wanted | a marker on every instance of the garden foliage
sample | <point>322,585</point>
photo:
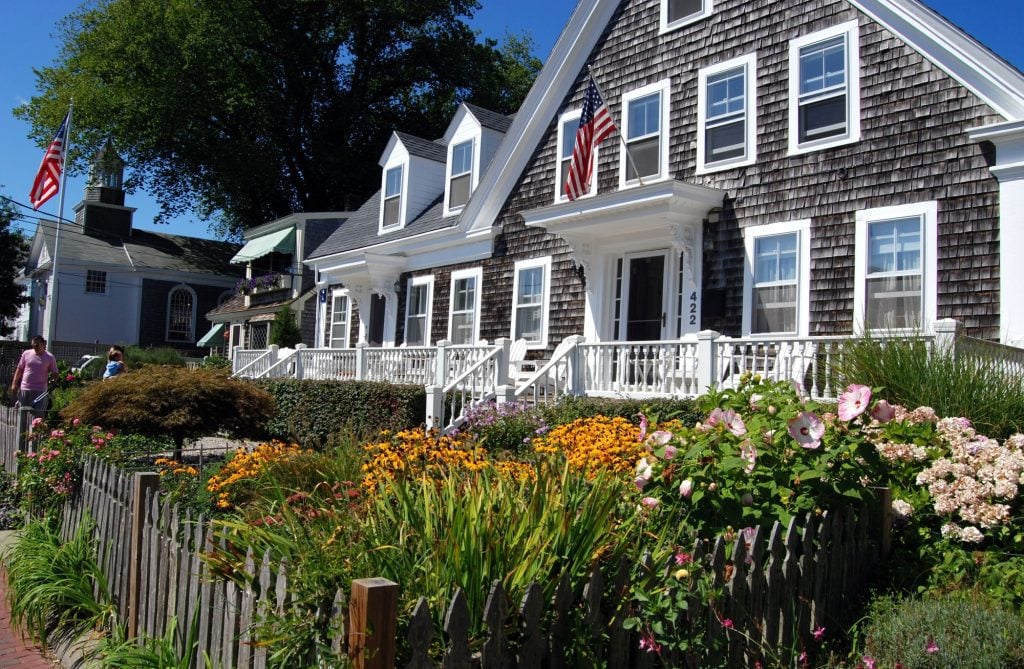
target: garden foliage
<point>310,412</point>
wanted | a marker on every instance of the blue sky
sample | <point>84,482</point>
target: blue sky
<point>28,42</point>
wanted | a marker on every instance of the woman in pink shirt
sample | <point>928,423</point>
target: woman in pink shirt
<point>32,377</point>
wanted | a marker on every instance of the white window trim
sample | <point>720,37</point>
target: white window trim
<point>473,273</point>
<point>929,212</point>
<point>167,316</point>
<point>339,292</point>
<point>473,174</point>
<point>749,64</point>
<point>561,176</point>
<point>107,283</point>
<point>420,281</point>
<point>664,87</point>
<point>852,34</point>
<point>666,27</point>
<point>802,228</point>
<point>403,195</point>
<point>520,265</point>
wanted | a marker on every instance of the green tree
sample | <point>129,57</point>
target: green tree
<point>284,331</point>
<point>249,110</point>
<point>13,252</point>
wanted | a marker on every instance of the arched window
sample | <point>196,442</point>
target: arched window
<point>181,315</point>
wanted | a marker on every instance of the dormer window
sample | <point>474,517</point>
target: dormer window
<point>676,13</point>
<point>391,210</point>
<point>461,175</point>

- PROBLEM TO WORK ON -
Without copying any picture, repeat the full listing above word for word.

- OUTPUT FOR THIS EXERCISE -
wanted | a marker on every instance of the garden foliage
sample | <point>322,585</point>
photo:
target: garden foliage
<point>310,412</point>
wanted | a marker on every instance of the blue sky
sample | <point>84,482</point>
target: blue sky
<point>28,42</point>
wanted | a marker on every instance of the woman in pink shirt
sample | <point>928,423</point>
target: woman in pink shirt
<point>32,377</point>
wanted | a marker on every instance of the white window trim
sample | <point>720,37</point>
target: white window trim
<point>473,273</point>
<point>929,212</point>
<point>167,316</point>
<point>339,292</point>
<point>473,174</point>
<point>749,64</point>
<point>561,176</point>
<point>107,283</point>
<point>420,281</point>
<point>664,87</point>
<point>852,34</point>
<point>666,27</point>
<point>802,228</point>
<point>403,195</point>
<point>520,265</point>
wanted | a marker on every instance of the green tree
sample | <point>129,57</point>
target: green tree
<point>284,331</point>
<point>249,110</point>
<point>13,252</point>
wanted | a marker on every instance of the arched window
sample | <point>196,442</point>
target: arched window
<point>181,315</point>
wanted | a marker on every instance of the dormer window
sample | <point>474,517</point>
target: dormer window
<point>676,13</point>
<point>391,210</point>
<point>461,175</point>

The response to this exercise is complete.